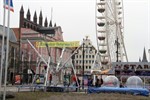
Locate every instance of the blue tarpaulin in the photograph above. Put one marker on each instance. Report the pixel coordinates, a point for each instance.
(134, 91)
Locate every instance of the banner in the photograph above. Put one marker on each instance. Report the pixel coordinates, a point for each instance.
(58, 44)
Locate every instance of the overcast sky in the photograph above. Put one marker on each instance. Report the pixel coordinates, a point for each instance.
(77, 19)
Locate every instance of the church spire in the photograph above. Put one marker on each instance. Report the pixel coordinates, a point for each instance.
(28, 14)
(50, 24)
(45, 23)
(35, 18)
(144, 56)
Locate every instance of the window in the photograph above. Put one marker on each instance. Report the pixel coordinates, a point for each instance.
(89, 67)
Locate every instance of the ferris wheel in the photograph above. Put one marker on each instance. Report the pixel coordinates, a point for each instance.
(110, 32)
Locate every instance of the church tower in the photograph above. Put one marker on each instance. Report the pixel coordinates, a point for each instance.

************

## TASK GOAL
Set down every entry word for word, but omit the pictures.

## COMPLETE ANSWER
Locate every instance of the blue tarpaulin in the photograph above. Put one marker on each instance. Report the pixel coordinates, a point for each instance.
(134, 91)
Locate every instance of the banner in the photograph above. Put one marker on each instance. Report the pixel coordinates, a point for each instance.
(58, 44)
Locate every instance of the overcast sky in the photograph above. Put one marker on each instance. Report the pixel coordinates, a point for each instance.
(77, 19)
Locate every instance of the church spire in the photograph above. Put one marker on each instance. Report the pixel coordinates, a point for each instance.
(28, 14)
(50, 24)
(45, 23)
(35, 18)
(144, 56)
Locate every instance of the window in the photograph above. Put one marker on each instance. Report the pixel coordinates, a point for each instance.
(89, 67)
Locate every instance of the ferris wheel in the photograph above. Put one marker on each instance. Report the pixel coordinates, a point for each instance.
(110, 32)
Locate every instance of the church tower in the photograph above. Put one marker on each instance. Report the pixel coordinates, a point for each instance.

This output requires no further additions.